── TASK INPUT
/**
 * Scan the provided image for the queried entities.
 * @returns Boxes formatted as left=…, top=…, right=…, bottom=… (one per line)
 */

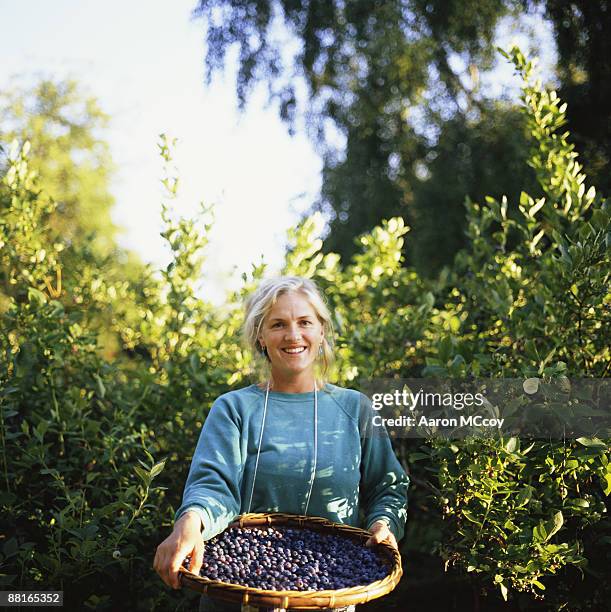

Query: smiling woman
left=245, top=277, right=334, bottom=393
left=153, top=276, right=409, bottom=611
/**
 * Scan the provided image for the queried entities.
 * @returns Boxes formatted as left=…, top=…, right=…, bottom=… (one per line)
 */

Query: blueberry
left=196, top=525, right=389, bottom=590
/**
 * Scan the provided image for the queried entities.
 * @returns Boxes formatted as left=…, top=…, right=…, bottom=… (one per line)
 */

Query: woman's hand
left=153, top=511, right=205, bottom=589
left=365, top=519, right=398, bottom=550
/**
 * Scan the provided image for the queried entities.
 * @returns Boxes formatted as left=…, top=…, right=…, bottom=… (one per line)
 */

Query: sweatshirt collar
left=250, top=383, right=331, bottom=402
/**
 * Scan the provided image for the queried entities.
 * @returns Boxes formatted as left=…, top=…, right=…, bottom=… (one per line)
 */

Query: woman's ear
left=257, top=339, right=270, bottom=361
────
WHAT THE TASK ASKS:
Leave out the pictures and give the rest of the records again exactly.

FINISHED EXERCISE:
/**
 * Scan the provided image for the queried entities.
 * @returns Boxes formatted as left=…, top=…, right=…, bottom=… (one per line)
 */


Query: smiling woman
left=245, top=277, right=334, bottom=393
left=153, top=276, right=409, bottom=611
/**
 * Scan the provided image for the queried entities.
 * @returns Boxes formatted as left=…, top=…, right=…, bottom=… (one per line)
 */

Query: blueberry
left=196, top=525, right=389, bottom=590
/**
 * Scan the provided image for the queried entities.
 * @returns Boxes formatted as left=…, top=…, right=…, bottom=… (one per line)
 */

Query: woman's hand
left=153, top=511, right=205, bottom=589
left=365, top=519, right=398, bottom=550
/**
 * Scan the provided image for the queried entities.
 * @returns Boxes formatted as left=…, top=…, right=…, bottom=… (one per line)
 */

Query: sweatshirt collar
left=250, top=383, right=331, bottom=402
/**
 * Scan the provided image for the queried entities.
 * @returns Boxes formatted as left=…, top=…, right=…, bottom=… (one per line)
 */

Query: woman's ear
left=257, top=339, right=270, bottom=361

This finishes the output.